* Task objective *
The goal here is an exact copy of the entries below, without their pictures.

* Saved entries *
--

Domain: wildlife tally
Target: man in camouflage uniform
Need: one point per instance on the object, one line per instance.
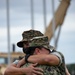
(30, 34)
(50, 69)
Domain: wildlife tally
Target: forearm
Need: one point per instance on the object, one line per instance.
(14, 71)
(37, 59)
(44, 59)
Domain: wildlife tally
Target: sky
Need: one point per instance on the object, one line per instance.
(20, 20)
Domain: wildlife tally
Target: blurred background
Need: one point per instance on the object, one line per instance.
(54, 18)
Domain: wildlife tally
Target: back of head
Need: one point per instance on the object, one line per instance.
(40, 41)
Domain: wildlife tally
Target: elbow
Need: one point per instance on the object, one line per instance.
(6, 72)
(51, 61)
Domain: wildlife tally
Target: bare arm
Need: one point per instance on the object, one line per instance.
(30, 70)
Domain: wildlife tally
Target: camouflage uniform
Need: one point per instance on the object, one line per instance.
(48, 70)
(27, 35)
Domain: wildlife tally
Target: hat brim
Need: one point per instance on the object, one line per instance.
(20, 43)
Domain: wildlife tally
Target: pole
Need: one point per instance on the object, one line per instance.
(32, 17)
(53, 22)
(8, 32)
(44, 10)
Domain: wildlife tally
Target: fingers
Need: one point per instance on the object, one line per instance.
(37, 72)
(34, 65)
(38, 69)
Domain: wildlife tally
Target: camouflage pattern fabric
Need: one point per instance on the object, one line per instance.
(27, 35)
(52, 70)
(39, 41)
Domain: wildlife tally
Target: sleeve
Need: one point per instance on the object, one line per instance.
(16, 62)
(59, 56)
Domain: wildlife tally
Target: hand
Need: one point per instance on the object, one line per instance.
(33, 70)
(21, 62)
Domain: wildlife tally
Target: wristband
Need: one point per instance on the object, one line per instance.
(26, 58)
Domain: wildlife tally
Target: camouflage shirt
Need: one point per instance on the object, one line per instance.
(53, 70)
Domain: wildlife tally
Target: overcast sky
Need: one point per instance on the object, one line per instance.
(20, 20)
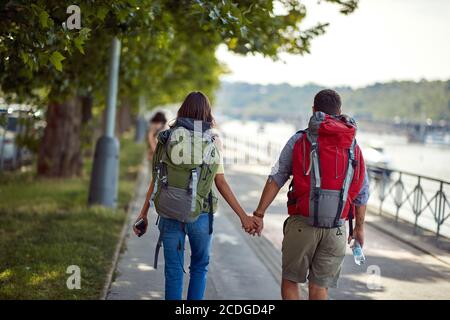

--

* Response for this exercise *
Domain: wildlife tally
Target: man in camouflage uniform
Need: one point per instance on the object, one line per instance.
(30, 34)
(50, 69)
Domain: wildlife tally
Target: forearm
Need: one point per instance on the object, one line per instance.
(14, 71)
(37, 59)
(44, 59)
Domain: wildlife tally
Target: sky
Need: one point per instance on the object, one line per instance.
(20, 20)
Domain: wildlife tally
Target: blurred background
Need: one point per instance on the object, one line per instance.
(54, 18)
Domain: wildlife tally
Target: back of head
Need: one point per instance on the object, one line per instance.
(40, 41)
Domain: wildlife tally
Target: elbow
Need: one point per instance on the object, one line per instance.
(6, 72)
(51, 61)
Domain: wildlife tally
Target: bare arm
Need: one point per instance on the object, one line per instance.
(30, 70)
Domain: wildlife tally
Target: camouflage uniform
Need: one point per instance on the object, one line per instance.
(48, 70)
(27, 35)
Domain: wildlife tally
Target: hat brim
Need: one point per instance on the object, one line per instance.
(20, 43)
Domain: wildlife tally
Target: pole
Need: one point per instance on the object, one line per instance.
(32, 17)
(53, 22)
(8, 32)
(44, 10)
Domain: wildlife tally
Target: fingers
Need: one point per instance on the object, one line per instance.
(37, 72)
(34, 65)
(38, 69)
Domain: wildlife tally
Target: camouflage pattern fabric
Need: one point per instance on the object, one line per instance.
(27, 35)
(52, 70)
(39, 41)
Domain: wildlife tally
Target: sleeve
Need: one point per instance on the object, one line per instance.
(16, 62)
(59, 56)
Domain: wildlife tally
Target: hand
Need: one point per instance on the object, one line per instance.
(33, 70)
(21, 62)
Domain: wildlife tally
Target: wristband
Need: one point per instance on the object, one line per instance.
(26, 58)
Domain: wildlife tally
Target: camouflage shirt
Need: one point per instance on the object, one line per instance.
(53, 70)
Domain: wildlife tally
Target: overcast sky
Need: one point per instance on the object, one line per instance.
(20, 20)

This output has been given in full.